[Region pointing data]

- Opening Delimiter -

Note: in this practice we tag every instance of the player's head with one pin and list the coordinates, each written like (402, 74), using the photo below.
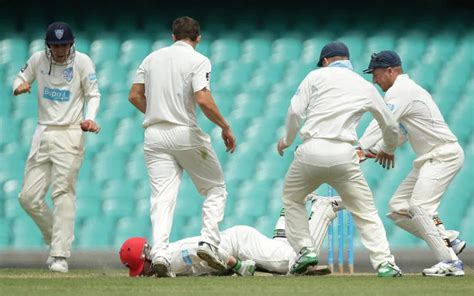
(332, 52)
(135, 255)
(59, 42)
(186, 28)
(385, 66)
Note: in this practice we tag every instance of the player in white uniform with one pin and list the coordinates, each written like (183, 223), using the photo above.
(414, 205)
(168, 84)
(333, 99)
(242, 247)
(66, 84)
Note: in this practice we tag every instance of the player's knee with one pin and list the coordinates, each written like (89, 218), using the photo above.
(25, 199)
(215, 191)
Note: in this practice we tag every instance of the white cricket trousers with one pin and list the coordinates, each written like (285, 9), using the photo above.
(247, 243)
(165, 168)
(347, 179)
(55, 159)
(426, 183)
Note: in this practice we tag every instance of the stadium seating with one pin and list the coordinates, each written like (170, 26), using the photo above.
(256, 68)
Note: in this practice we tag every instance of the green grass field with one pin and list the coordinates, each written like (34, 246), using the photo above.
(115, 282)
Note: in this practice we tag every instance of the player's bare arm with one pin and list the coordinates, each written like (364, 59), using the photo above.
(90, 125)
(281, 146)
(385, 160)
(137, 96)
(22, 88)
(208, 106)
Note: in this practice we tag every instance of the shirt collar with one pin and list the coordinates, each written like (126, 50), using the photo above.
(342, 64)
(402, 77)
(182, 43)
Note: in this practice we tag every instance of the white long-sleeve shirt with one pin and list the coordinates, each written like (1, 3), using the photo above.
(333, 99)
(171, 76)
(63, 90)
(421, 122)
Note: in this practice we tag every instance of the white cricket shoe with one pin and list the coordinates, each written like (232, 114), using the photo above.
(245, 268)
(58, 264)
(458, 245)
(445, 268)
(210, 254)
(50, 260)
(163, 268)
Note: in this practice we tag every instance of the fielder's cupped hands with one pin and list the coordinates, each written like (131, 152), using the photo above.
(385, 160)
(281, 146)
(89, 125)
(229, 139)
(22, 88)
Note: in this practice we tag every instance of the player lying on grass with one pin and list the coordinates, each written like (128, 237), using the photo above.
(244, 249)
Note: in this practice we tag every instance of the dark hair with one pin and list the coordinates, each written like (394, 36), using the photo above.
(186, 28)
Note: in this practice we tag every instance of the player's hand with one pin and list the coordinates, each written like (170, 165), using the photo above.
(22, 88)
(385, 160)
(281, 146)
(90, 126)
(364, 155)
(229, 139)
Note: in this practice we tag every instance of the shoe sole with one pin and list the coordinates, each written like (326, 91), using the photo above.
(317, 270)
(161, 270)
(462, 249)
(304, 268)
(211, 260)
(456, 273)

- Closing Delimiter -

TASK REQUIREMENTS:
The line with "Note: in this practice we tag every instance of the fielder's" through the last line of the data: write these out exactly, and no others.

RESPONSE:
Note: in this practice we tag every instance of the fielder's cupped hands with one pin and list the coordinates, each written like (131, 152), using the photo above.
(385, 160)
(281, 146)
(89, 125)
(229, 139)
(22, 88)
Note: in this practice we tag every instance of the player lying on grass with one pin and list the coordinates, each written like (128, 237), using the photo above.
(244, 249)
Note: in this practice we tag every instance of the dark hair with one pin and list the coordinates, each written like (394, 36), using the photo above.
(186, 28)
Note: in this practice we tag every instance of the player's hand with one pin and list the coordinates, each written like (170, 165), using the photo above.
(22, 88)
(385, 160)
(281, 146)
(90, 126)
(364, 155)
(229, 139)
Note: in this practice we tag every instance of the shoe sole with one pin and list the coordinates, each written like (326, 91), using the photo above.
(317, 270)
(161, 270)
(462, 249)
(304, 268)
(211, 260)
(456, 273)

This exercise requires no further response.